■ WRITTEN INSTRUCTION ■
Turn the entries into a Markdown table with the columns Row and Entry line, starting with the line that contains "# test: mark one point on the building" and going on through the end of the entries. Give each line its own numbered row and leave out blank lines.

Entries from a point annotation set

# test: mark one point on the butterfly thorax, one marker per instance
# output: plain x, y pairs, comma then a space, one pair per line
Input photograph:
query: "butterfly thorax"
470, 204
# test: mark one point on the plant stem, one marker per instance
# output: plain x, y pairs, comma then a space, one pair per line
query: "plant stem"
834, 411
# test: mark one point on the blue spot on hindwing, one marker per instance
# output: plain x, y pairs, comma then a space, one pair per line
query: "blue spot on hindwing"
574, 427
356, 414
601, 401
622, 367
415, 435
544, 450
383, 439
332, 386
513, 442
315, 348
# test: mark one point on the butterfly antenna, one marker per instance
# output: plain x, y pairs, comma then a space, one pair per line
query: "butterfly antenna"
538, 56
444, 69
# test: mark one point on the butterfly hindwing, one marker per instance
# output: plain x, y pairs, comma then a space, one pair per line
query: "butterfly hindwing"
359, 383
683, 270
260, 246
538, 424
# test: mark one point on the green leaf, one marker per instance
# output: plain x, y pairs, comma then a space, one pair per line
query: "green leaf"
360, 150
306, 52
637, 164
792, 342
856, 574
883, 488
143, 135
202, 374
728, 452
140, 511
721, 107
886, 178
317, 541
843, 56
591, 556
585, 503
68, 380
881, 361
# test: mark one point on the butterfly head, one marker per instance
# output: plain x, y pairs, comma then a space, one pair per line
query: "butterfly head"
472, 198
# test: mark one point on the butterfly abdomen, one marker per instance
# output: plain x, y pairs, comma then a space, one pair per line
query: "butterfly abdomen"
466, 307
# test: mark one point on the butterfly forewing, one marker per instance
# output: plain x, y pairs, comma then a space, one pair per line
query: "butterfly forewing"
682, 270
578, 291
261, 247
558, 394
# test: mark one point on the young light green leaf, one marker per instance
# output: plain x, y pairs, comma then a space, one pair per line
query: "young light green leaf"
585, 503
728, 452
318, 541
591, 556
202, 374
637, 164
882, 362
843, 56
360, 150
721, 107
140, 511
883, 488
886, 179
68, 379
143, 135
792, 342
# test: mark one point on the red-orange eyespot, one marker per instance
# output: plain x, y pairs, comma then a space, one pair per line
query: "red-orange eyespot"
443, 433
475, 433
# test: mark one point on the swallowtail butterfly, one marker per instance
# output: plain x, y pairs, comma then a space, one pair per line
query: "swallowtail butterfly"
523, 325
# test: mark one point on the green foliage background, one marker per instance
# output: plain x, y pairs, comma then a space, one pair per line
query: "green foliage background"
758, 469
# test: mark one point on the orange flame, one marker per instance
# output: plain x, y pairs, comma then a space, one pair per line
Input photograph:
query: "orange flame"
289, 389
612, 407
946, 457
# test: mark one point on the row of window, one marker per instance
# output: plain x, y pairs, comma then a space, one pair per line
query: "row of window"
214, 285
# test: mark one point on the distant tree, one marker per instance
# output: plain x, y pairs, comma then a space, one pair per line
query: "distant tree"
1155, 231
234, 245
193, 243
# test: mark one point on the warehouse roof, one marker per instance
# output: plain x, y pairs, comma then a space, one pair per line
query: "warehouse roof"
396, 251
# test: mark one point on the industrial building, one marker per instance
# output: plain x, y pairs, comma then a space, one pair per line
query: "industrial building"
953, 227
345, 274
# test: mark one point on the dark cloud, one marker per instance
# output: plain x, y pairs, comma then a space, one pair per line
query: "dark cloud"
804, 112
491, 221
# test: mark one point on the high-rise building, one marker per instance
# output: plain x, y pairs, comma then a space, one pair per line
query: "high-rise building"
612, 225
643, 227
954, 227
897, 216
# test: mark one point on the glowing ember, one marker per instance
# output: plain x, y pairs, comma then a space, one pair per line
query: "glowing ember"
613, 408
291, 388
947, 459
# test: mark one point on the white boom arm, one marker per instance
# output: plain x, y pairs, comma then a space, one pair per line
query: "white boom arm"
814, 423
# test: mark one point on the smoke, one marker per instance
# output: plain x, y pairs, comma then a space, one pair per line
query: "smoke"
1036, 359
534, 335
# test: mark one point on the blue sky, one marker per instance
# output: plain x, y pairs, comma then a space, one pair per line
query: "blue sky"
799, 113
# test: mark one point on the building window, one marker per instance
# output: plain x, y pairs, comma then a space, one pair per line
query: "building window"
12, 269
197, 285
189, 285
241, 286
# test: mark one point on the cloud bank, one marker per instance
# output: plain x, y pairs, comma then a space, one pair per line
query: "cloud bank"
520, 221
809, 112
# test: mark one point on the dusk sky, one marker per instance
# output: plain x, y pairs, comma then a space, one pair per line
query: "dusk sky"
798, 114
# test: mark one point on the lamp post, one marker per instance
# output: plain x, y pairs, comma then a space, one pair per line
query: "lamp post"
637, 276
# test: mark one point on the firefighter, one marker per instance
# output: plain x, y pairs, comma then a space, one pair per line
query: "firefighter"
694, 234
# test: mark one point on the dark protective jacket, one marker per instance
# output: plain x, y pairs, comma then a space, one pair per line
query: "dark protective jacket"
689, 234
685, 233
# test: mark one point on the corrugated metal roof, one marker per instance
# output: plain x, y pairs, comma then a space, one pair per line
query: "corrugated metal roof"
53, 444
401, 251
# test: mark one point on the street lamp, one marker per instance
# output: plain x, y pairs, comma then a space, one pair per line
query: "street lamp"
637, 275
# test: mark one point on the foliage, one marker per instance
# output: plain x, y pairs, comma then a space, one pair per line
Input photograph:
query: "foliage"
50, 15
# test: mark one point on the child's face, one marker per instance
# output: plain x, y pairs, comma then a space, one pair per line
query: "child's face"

■ TASK SOLUTION ■
| Row | Entry line |
|---|---|
| 1 | # test: mark one point on the building window, one marker per instance |
| 2 | # output: plain x, y pairs, comma then a space, one pair per line |
| 3 | query: "building window" |
| 4 | 12, 269 |
| 5 | 197, 285 |
| 6 | 189, 285 |
| 7 | 241, 286 |
| 8 | # test: mark one point on the cloud bank, one marker per instance |
| 9 | # output: plain x, y pairs, comma then a space, one pair per line |
| 10 | query: "cloud bank" |
| 11 | 520, 221 |
| 12 | 809, 112 |
| 13 | # test: mark one point on the dusk sky, one marker per instance |
| 14 | # output: plain x, y pairs, comma then a space, one pair per line |
| 15 | query: "dusk sky" |
| 16 | 798, 114 |
| 17 | # test: mark one point on the lamp post, one marker per instance |
| 18 | # output: plain x, y pairs, comma then a space, one pair per line |
| 19 | query: "lamp post" |
| 20 | 637, 276 |
| 21 | # test: mark one point on the firefighter, one marker per instance |
| 22 | # output: plain x, y pairs, comma then a space, one pair per line |
| 23 | query: "firefighter" |
| 24 | 694, 234 |
| 25 | # test: mark one point on the dark protective jacket, one marker per instance |
| 26 | # output: plain x, y pairs, comma then a space, one pair per line |
| 27 | query: "dark protective jacket" |
| 28 | 689, 234 |
| 29 | 685, 233 |
| 30 | # test: mark one point on the corrugated metal roof, one marker per instance |
| 31 | # output: plain x, y pairs, comma then a space, one pair per line |
| 32 | query: "corrugated metal roof" |
| 33 | 53, 444 |
| 34 | 401, 251 |
| 35 | # test: mark one point on the street lamp, one marker per instance |
| 36 | # output: plain x, y pairs, comma then a space, one pair per line |
| 37 | query: "street lamp" |
| 38 | 637, 275 |
| 39 | # test: mark one point on the foliage, one marker per instance |
| 40 | # output: plain x, y pairs, comma then a space, one pair per line |
| 41 | Input photograph: |
| 42 | query: "foliage" |
| 43 | 50, 15 |
| 44 | # test: mark one point on the child's face, one marker per instance |
| 45 | # output: plain x, y pairs, comma then a space, one pair per line |
| 46 | query: "child's face" |